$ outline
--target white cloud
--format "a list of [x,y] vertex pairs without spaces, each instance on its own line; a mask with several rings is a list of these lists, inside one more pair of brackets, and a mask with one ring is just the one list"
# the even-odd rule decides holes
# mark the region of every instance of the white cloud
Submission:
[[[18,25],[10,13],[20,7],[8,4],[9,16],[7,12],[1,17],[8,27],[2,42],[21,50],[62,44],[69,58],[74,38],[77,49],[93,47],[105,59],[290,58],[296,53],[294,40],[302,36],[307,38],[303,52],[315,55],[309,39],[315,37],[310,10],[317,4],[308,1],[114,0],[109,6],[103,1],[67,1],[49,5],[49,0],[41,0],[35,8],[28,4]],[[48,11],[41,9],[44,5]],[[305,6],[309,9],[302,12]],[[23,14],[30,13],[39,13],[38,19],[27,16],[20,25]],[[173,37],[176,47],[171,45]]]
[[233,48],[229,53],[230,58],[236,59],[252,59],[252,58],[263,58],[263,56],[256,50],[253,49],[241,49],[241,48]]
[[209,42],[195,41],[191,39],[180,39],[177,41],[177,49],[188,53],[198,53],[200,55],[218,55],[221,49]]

========

### [Problem description]
If a line in the data above holds the word "instance", count it, and give only the final number.

### [Response to this exercise]
2